What is being asked:
Please output the listing exactly as it stands, but omit any images.

Records provided:
-------

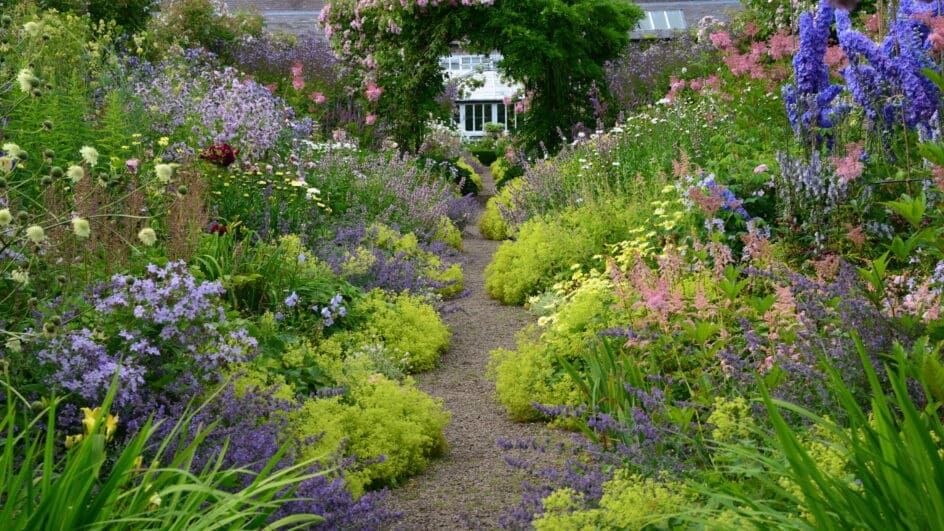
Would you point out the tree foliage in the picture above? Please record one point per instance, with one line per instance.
(556, 48)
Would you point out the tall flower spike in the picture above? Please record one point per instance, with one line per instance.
(809, 100)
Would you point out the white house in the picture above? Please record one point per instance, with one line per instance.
(484, 95)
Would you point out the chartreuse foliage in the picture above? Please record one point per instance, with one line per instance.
(882, 469)
(628, 502)
(411, 331)
(390, 426)
(547, 247)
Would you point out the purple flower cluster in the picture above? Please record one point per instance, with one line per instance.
(203, 105)
(886, 79)
(809, 100)
(161, 333)
(829, 313)
(641, 74)
(250, 425)
(331, 311)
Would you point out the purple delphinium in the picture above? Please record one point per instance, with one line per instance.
(809, 100)
(203, 105)
(164, 333)
(886, 80)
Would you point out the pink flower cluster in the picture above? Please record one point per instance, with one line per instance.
(850, 166)
(298, 81)
(780, 46)
(700, 85)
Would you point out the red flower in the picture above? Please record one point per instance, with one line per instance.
(220, 154)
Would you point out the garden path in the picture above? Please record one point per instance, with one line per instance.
(470, 485)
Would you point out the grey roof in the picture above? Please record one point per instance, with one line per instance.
(299, 16)
(694, 11)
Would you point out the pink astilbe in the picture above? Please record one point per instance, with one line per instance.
(850, 166)
(757, 247)
(708, 203)
(782, 45)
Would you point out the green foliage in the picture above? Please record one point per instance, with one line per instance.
(377, 418)
(486, 156)
(93, 484)
(199, 23)
(882, 469)
(492, 225)
(628, 502)
(471, 175)
(409, 328)
(557, 49)
(547, 247)
(131, 15)
(526, 376)
(258, 277)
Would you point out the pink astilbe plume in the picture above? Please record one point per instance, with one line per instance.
(850, 166)
(721, 40)
(782, 45)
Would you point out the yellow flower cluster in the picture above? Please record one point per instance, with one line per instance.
(92, 422)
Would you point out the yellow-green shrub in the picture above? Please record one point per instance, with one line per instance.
(392, 427)
(533, 372)
(628, 502)
(528, 375)
(547, 247)
(473, 175)
(408, 327)
(492, 225)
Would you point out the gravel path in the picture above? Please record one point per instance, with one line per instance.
(470, 485)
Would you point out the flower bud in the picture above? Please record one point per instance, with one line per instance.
(81, 227)
(35, 233)
(147, 236)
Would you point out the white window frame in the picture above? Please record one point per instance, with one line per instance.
(659, 20)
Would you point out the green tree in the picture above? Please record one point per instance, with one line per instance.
(556, 48)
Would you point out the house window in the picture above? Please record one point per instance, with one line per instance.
(476, 115)
(662, 20)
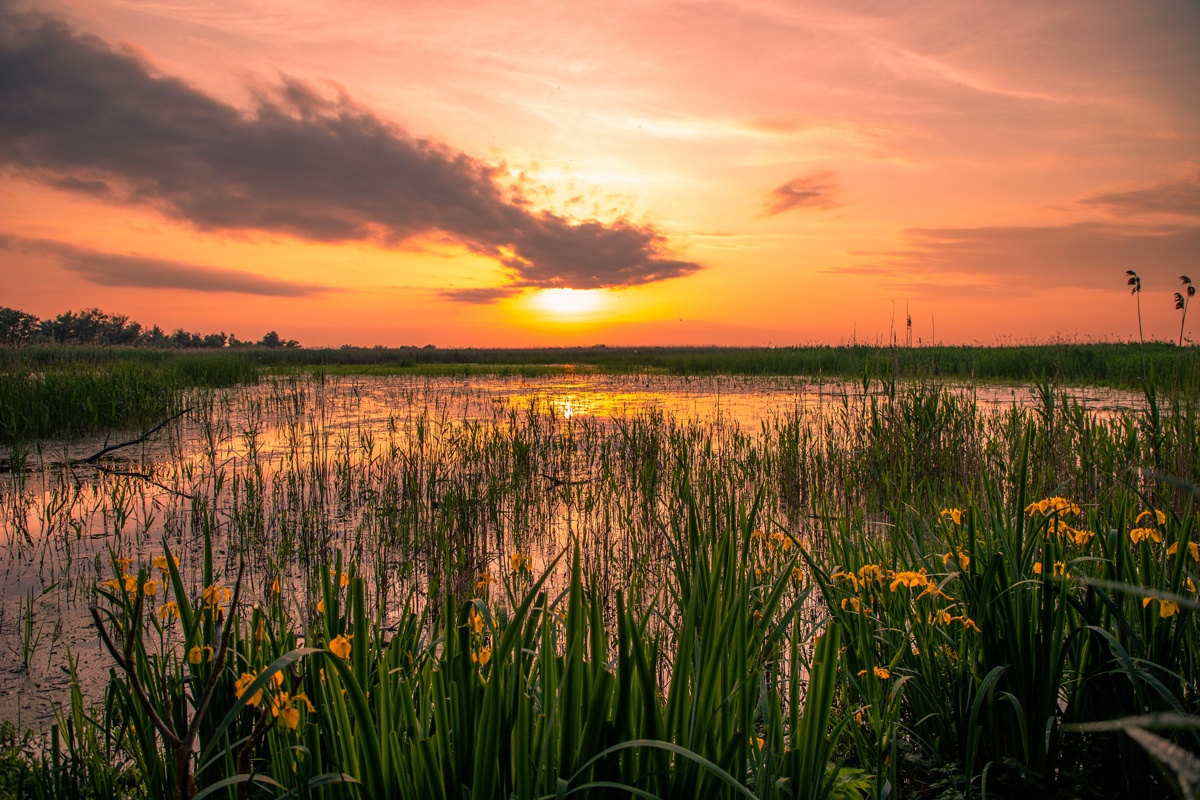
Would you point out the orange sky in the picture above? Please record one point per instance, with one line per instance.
(557, 173)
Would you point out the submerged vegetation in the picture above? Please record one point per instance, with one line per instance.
(353, 588)
(53, 390)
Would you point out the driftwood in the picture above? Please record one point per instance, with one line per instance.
(147, 479)
(559, 481)
(145, 435)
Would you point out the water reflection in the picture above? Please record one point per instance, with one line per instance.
(418, 481)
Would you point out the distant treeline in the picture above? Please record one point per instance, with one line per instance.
(95, 326)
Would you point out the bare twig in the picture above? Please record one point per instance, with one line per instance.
(147, 479)
(108, 449)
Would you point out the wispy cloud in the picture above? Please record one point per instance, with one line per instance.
(814, 191)
(121, 270)
(480, 294)
(1019, 260)
(83, 115)
(1177, 196)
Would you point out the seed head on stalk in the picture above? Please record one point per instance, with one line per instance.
(1181, 302)
(1135, 282)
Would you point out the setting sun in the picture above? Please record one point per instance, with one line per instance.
(570, 304)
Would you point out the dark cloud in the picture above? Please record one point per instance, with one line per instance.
(479, 295)
(297, 163)
(815, 191)
(1179, 196)
(117, 270)
(1017, 260)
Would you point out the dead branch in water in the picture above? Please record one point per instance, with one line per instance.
(145, 435)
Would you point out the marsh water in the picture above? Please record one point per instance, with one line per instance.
(419, 482)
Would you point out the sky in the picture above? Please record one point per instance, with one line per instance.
(520, 173)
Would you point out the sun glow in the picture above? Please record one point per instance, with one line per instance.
(569, 304)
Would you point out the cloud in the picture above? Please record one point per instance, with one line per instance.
(479, 295)
(84, 115)
(1180, 196)
(117, 270)
(815, 191)
(1019, 260)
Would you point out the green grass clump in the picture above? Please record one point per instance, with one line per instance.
(45, 398)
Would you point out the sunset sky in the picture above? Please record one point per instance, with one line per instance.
(520, 173)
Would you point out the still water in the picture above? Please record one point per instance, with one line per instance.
(414, 480)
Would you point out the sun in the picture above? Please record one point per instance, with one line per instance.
(569, 304)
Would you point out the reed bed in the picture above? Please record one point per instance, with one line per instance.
(892, 591)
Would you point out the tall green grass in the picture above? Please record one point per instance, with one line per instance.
(795, 584)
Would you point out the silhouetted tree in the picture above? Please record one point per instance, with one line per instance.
(17, 328)
(1135, 282)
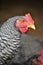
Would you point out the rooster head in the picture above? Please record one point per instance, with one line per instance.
(24, 24)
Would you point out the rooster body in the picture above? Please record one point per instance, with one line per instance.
(10, 41)
(13, 47)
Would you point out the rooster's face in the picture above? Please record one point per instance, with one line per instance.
(24, 24)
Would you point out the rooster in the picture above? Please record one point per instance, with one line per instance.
(10, 36)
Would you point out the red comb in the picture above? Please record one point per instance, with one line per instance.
(41, 55)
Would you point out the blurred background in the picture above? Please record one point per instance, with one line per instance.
(11, 8)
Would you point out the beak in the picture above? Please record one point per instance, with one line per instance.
(31, 26)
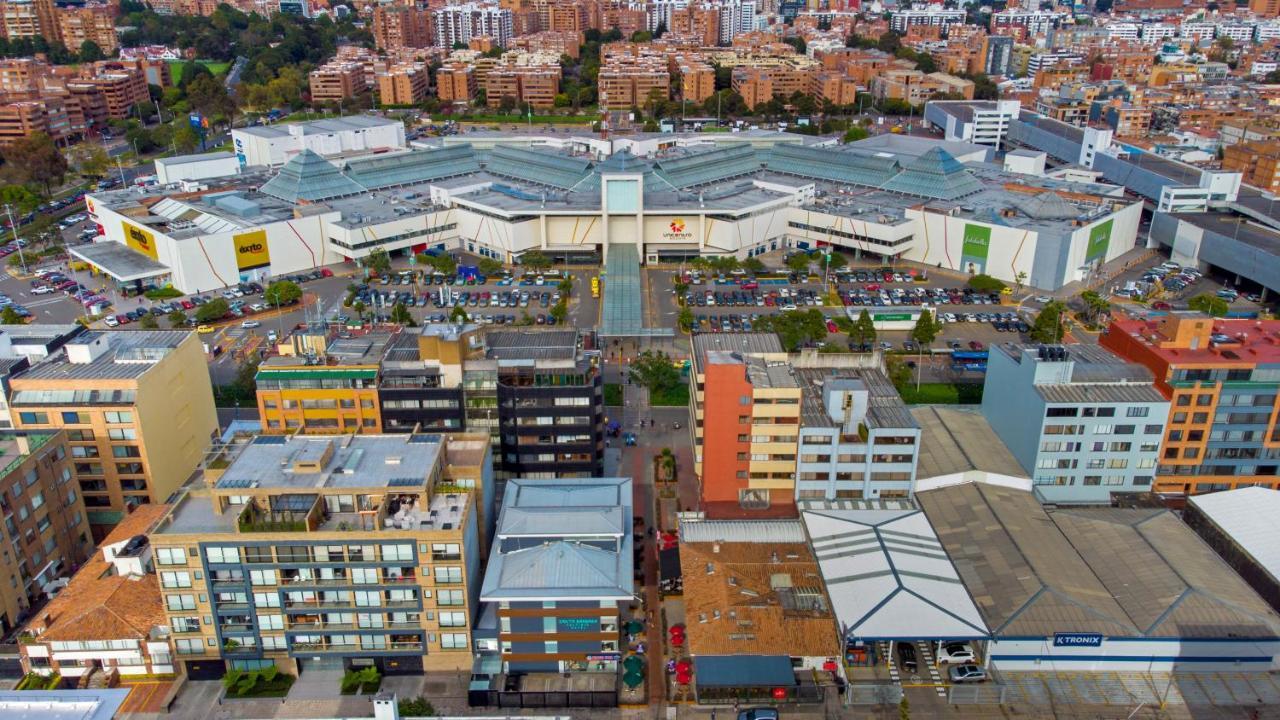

-------

Response:
Would you point out the tree foliage in the picture above? Please record one point per instance, with one line per instance.
(556, 48)
Would you point out the tall flower spike in the picture above? Please record one point per instance, with one line per instance.
(809, 100)
Would you point out the white house in the picture above? Please record one point per instance, with one line per instance.
(484, 95)
Would you point out the chartreuse foliage in the picture above? Please record one point per instance, with one line per instance.
(882, 469)
(628, 502)
(411, 331)
(390, 426)
(547, 247)
Would you point out the purple flower cluster in the picture above? Please record one point per instance, with one line per instance.
(203, 105)
(886, 79)
(809, 100)
(161, 333)
(829, 313)
(641, 74)
(250, 425)
(331, 311)
Would you point out the purple delphinium in the picture above? Please record one point per instance, with one line per instance.
(809, 100)
(203, 105)
(164, 333)
(886, 80)
Would you point out the pink flower cluster in the picture above? Please record one point per instance, with one line per instance.
(850, 166)
(298, 81)
(780, 46)
(700, 85)
Would you point out the red flower in the picture above? Please record one point per instance, with one line per instance.
(220, 154)
Would you point out the garden path in the picture above? Please record one point per instance, with one line per instance.
(470, 485)
Would you point out the grey roof in the picture above? Please record one point per instance, with one line per instance.
(299, 16)
(694, 11)
Would you point out the pink astilbe in the picture above? Please record one point per instance, with one line per instance.
(850, 166)
(757, 247)
(708, 203)
(782, 45)
Would you point out the green foliage in the picture above? Please record one point per instance, with one line per instance.
(377, 418)
(486, 156)
(93, 484)
(199, 23)
(882, 469)
(492, 225)
(628, 502)
(471, 175)
(409, 328)
(557, 49)
(547, 247)
(131, 15)
(526, 376)
(258, 277)
Would you point out the pink astilbe plume in the picture above? Please record one point per instance, with one line per instance.
(850, 166)
(721, 40)
(782, 45)
Would you point out the yellow flower cluster in the picture above? Please record one point per instance, with one line per instance.
(92, 422)
Would you point out the yellow-green shrub in the picture above? Please record one point per instance, with one line per instance.
(392, 427)
(533, 372)
(628, 502)
(528, 375)
(547, 247)
(473, 175)
(408, 327)
(492, 225)
Would you point out the gravel path in the picture above? Please record one point per instance, with one line per instance.
(470, 485)
Would you point out the flower bud in the picture above? Please record one point per instance, with one line per instance.
(81, 227)
(35, 233)
(147, 236)
Would you point out the white window frame in the picture above? Please record one point per instance, with one line per instance.
(659, 20)
Would you point out the green tree in the picture above? Please record one point per instance, with one line per instance.
(556, 48)
Would you point out the house window in the picture above? Please record one point per instance, with one line per instance.
(476, 115)
(662, 20)
Would you point out the orange sky in the picture above? Please record one point per instance, with one line per instance.
(557, 173)
Would you point out the submerged vegetation in the picture above? Please record one point per instance, with one line per instance.
(353, 588)
(53, 390)
Would you point out the driftwood in the picture above? Please record one point per instance, with one line per instance.
(147, 479)
(559, 481)
(145, 435)
Would you point out the water reflection in the picture above? Please record one point per instance, with one line per instance.
(418, 481)
Would you point out the distant treeline in the picture above? Please record one point per instance, with one line per instance.
(95, 326)
Would you point out the bare twig in the picture above? Please record one point per instance, with one line per instance.
(147, 479)
(108, 449)
Would you point out the wispy cloud in the picture above? Please record one point per instance, with one line per instance.
(814, 191)
(121, 270)
(480, 294)
(1019, 260)
(83, 115)
(1177, 196)
Would you point out the seed head on stalk in the picture above? Please record one point per instance, with one line per instance.
(1181, 302)
(1135, 282)
Would you point out the setting sun in the picture above? Please record one point per instance, with one line per instance.
(570, 304)
Would you point out the dark cloud in the picture above? Please record one point per instance, with one line per instance.
(479, 295)
(297, 163)
(815, 191)
(1179, 196)
(117, 270)
(1017, 260)
Would you point out the dead branch in water in the picture above? Please record one point per instance, with one line per instance.
(145, 435)
Would you point out the marsh water in the picture above? Please record one point per instance, with one line per instance.
(419, 482)
Would you point out the sky in the picture above? Please record one point per instance, with one line per instance.
(520, 173)
Would you point out the sun glow in the picture above? Please record one point per instance, with one line per instance.
(569, 304)
Would you point out the cloud in the picture above? Please record one point per instance, with one line per instance.
(479, 295)
(84, 115)
(1180, 196)
(117, 270)
(815, 191)
(1019, 260)
Would you point out the green grass clump in the picture above? Please record one point per instance, with one line per instance.
(45, 398)
Would you point out the sunset sky in the picture above? Please record one point per instance, with one line per instance.
(520, 173)
Would you point out the still water in the picture above? Please record one point per instance, with one line per instance.
(414, 480)
Would you point out the sun in the picture above? Please record one point per instance, with one line per instance.
(569, 304)
Would you point out the reed bed in the picture above? Please record one point per instance, with one line per instance.
(892, 591)
Would you point out the tall green grass in the picture above? Please record one point per instance, with one line per instance.
(795, 584)
Would you point out the silhouetted tree in the picture above? Please record one point per instance, with one line per instance.
(17, 328)
(1135, 282)
Would you point out the rooster head in the picture above? Please record one point per instance, with one line per instance.
(24, 24)
Would you point out the rooster body in the picture above? Please record one point per instance, with one line per instance.
(10, 41)
(13, 47)
Would you point out the rooster's face in the picture above? Please record one point per instance, with one line per instance.
(24, 24)
Would you point out the rooster in the picture above? Please record one point per instance, with one line per instance.
(10, 36)
Would you point out the red comb in the picture above? Please record one point per instance, with one line per instance.
(41, 55)
Would you point out the blurred background in the picture above? Please record one point per instance, with one line per instance.
(11, 8)
Would you point out the beak in the picture above? Please record one point per instance, with one line per instance.
(31, 26)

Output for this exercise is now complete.